QUOTED TEXT:
========================
Exploring the needle drop: the underrated art of soundtrack curation

While an original score can capture the tone of a film, the proper placement of licensed songs can birth iconic moments that live beyond the film’s runtime

Though music and film are separate forms of art, they serve each other in extremely complementary ways. A song on its own can be great but pairing it with a sensational music video can be the difference between a great song and an iconic one. In the same way, a great film can stand on its own, but a quality soundtrack can bring that film to life in a very special way.

These aren’t musical scores I’m talking about. While those set the tone and capture the mood and emotions on the screen, they are made to do just that, as they’re created in conjunction with the film. What I’m talking about here are licensed soundtracks, a list of songs that existed on their own separately but were placed in a film and took on a new life as part of a character’s story.

There is a certain level of nuance and finesse to the art of soundtrack curation that goes almost completely under the radar when we discuss music in film. We give composers like Hans Zimmer and John Williams their credit for scoring films regularly, but rarely do the music supervisors and their departments get their respect for curating phenomenal soundtracks.

To be able to bring a character, their journey or even just a snapshot of that journey to life using pre-existing songs shows an understanding of their story beyond the surface level. It gives their character a certain tangibility — a feeling of realness and relatability that is missing when using a grand, orchestral score. It could be that the lyrical content fits the character or scene, or it could be an existing attachment to the songs. Either way, it brings a very human element to these characters and their stories.

When you look at some of the most memorable music moments in film, I’ve found that there are three different types of song placements: the setting-establisher, the character-developer, or the scene-carrier. While they can crossover, those are the three that I’ve found to be most common.
========================
(Dataset rows)
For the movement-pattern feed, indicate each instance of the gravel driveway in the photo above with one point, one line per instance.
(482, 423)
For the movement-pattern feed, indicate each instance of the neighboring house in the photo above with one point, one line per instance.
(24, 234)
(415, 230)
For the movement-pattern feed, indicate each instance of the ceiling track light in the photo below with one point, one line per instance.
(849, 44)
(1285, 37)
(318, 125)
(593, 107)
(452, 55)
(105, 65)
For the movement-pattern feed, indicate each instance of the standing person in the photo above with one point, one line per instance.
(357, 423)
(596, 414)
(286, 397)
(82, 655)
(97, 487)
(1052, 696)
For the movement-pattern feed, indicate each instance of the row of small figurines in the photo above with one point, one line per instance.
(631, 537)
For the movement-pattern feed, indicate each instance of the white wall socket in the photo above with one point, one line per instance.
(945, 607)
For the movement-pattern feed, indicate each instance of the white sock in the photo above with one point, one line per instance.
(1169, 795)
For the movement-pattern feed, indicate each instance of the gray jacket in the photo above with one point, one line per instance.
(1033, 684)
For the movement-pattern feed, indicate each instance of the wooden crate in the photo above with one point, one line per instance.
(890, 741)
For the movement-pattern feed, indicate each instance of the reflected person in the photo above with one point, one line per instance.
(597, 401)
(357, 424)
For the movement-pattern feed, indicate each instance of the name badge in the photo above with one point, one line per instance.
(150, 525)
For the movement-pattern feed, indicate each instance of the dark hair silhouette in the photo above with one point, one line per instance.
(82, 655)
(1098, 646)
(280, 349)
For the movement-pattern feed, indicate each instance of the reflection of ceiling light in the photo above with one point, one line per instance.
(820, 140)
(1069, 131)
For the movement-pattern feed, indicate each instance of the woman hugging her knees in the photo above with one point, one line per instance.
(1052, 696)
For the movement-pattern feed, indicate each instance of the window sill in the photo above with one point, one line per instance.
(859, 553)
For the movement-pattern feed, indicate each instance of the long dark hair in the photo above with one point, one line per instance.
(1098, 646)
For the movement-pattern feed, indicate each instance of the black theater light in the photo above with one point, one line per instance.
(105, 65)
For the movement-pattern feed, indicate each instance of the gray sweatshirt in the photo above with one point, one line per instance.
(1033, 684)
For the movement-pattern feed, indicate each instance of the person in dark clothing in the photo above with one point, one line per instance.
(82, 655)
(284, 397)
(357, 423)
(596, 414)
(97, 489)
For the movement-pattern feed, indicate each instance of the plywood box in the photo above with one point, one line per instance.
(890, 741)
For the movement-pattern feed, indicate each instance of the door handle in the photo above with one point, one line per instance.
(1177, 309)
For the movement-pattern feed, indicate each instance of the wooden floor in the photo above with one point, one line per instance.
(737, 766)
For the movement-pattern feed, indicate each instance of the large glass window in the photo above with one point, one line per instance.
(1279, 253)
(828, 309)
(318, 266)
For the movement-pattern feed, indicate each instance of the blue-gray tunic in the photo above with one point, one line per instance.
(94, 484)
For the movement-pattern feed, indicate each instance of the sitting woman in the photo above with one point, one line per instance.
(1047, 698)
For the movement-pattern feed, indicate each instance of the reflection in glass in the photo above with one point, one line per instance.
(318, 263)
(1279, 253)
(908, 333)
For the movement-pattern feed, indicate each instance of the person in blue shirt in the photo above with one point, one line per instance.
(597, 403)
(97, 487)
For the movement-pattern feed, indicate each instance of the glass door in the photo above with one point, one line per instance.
========================
WORK INSTRUCTIONS:
(a) Rewrite the soundtrack article between "These aren’t musical" and "a character’s story.", inclusive, changing "licensed soundtracks" to "compiled soundtracks".
(b) For each statement, say whether the soundtrack article supports it, answering yes or no and quoting the words that decide it: (i) music supervisors regularly receive credit for curating soundtracks; (ii) the writer identifies three types of song placements; (iii) musical scores are created in conjunction with the film.
Rely only on the soundtrack article when responding.

RESPONSE LIST:
(a)
These aren’t musical scores I’m talking about. While those set the tone and capture the mood and emotions on the screen, they are made to do just that, as they’re created in conjunction with the film. What I’m talking about here are compiled soundtracks, a list of songs that existed on their own separately but were placed in a film and took on a new life as part of a character’s story.

(b)
(i) No: "rarely do the music supervisors and their departments get their respect for curating phenomenal soundtracks."
(ii) Yes: "there are three different types of song placements: the setting-establisher, the character-developer, or the scene-carrier."
(iii) Yes: "as they’re created in conjunction with the film."